Position annotation records:
>>>

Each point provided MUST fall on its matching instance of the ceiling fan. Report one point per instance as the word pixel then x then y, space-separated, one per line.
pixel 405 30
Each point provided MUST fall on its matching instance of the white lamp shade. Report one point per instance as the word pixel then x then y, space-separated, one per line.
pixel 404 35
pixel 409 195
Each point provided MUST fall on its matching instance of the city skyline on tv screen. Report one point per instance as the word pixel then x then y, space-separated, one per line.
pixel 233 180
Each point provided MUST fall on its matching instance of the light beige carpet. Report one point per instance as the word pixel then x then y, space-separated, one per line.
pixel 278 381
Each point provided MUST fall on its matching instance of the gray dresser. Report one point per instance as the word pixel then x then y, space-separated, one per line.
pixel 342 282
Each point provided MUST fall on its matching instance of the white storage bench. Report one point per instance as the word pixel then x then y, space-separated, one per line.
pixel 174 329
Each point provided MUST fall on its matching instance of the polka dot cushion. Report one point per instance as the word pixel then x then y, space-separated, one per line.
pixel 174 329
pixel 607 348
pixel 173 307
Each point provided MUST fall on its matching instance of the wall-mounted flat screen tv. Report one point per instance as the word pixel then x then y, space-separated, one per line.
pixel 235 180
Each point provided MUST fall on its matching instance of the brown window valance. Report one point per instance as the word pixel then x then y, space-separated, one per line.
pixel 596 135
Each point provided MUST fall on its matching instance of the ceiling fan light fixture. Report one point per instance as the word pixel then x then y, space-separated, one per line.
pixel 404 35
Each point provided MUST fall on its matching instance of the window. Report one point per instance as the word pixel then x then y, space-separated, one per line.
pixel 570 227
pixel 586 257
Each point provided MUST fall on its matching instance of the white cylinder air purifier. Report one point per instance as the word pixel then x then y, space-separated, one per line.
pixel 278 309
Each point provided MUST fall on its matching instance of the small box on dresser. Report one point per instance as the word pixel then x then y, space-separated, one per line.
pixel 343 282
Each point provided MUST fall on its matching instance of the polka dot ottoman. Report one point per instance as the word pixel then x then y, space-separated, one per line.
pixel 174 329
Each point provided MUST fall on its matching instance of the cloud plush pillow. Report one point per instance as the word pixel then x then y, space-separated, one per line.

<<<

- Stated exercise -
Output all of the lines above verbatim, changing nothing.

- Output below -
Each point provided MUST fall on its matching instance of the ceiling fan. Report one point per instance as the word pixel then x then y, space-separated, one per line.
pixel 405 30
Each point provided MUST fall on its matching instance of the white lamp shade. Report one point per instance as the word pixel then x then y, space-separated, one per line.
pixel 404 35
pixel 409 195
Each point provided MUST fall on its matching instance of the city skyline on tv screen. Report one point per instance as the word pixel then x then y, space-separated, one per line.
pixel 233 180
Each point provided MUST fall on its matching instance of the light beige carpet. Report one point per instance as the word pixel then x then y, space-separated, one per line.
pixel 278 381
Each point provided MUST fall on its matching instance of the gray dresser. Report one point per instance as the word pixel then x then y, space-separated, one per line.
pixel 342 282
Each point provided MUST fall on its matching instance of the white storage bench. Report one point per instance as the word pixel then x then y, space-separated, one per line.
pixel 174 329
Each point provided MUST fall on its matching instance of the polka dot cushion. Report one point per instance as the word pixel then x then y, space-separated, one per line.
pixel 174 329
pixel 607 348
pixel 173 307
Each point provided MUST fall on its matching instance of the wall-mounted flat screen tv. Report one point per instance as the word pixel then x then y, space-separated, one per line.
pixel 235 180
Each point provided MUST fall on its matching instance of the brown window valance. Report one point per instance as the word pixel then x then y, space-separated, one per line.
pixel 596 135
Each point provided MUST fall on its matching instance of the ceiling fan light fixture. Report one point per instance as the word pixel then x then y, space-separated, one per line.
pixel 404 35
Each point provided MUST fall on its matching instance of the window. Report one point per instance as the word pixel then x then y, space-separated, one per line.
pixel 570 227
pixel 586 257
Each point provided MUST fall on its matching instance of the white cylinder air purifier. Report one point per instance as the word pixel then x then y, space-separated, one per line.
pixel 278 309
Each point provided MUST fall on its matching instance of the small box on dresser. Report one point per instance as the word pixel then x then y, space-separated, one per line.
pixel 343 282
Each point provided MUST fall on its matching instance of the polka dot ottoman. Report one point per instance as the word pixel then x then y, space-separated, one per line.
pixel 174 329
Each point provided MUST fall on its matching instance of the cloud plush pillow. Report one point per instance as the word pixel then x then y, space-separated, one per line.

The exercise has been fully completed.